Your goal
Retype every one of the records below without changing a single character.

[Boundary annotation records]

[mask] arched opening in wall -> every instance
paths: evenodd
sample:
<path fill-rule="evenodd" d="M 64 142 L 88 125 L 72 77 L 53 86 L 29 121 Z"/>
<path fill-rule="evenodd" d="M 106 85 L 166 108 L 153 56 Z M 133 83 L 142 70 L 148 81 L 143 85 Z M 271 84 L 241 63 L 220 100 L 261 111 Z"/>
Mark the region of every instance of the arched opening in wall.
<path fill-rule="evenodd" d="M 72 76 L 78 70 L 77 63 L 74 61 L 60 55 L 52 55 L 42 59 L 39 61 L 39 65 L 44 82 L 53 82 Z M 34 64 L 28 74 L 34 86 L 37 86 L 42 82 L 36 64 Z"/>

Solution for this problem
[mask] arched opening in wall -> every instance
paths: evenodd
sample:
<path fill-rule="evenodd" d="M 64 142 L 88 125 L 72 77 L 53 86 L 29 121 Z"/>
<path fill-rule="evenodd" d="M 106 85 L 166 108 L 153 56 Z M 133 83 L 142 70 L 148 81 L 143 85 Z M 271 84 L 241 63 L 220 100 L 261 111 Z"/>
Mark the region of every instance of the arched opening in wall.
<path fill-rule="evenodd" d="M 72 76 L 78 70 L 77 63 L 74 61 L 60 55 L 52 55 L 42 59 L 39 61 L 39 65 L 44 82 L 53 82 Z M 34 64 L 28 74 L 34 86 L 37 86 L 42 82 L 36 64 Z"/>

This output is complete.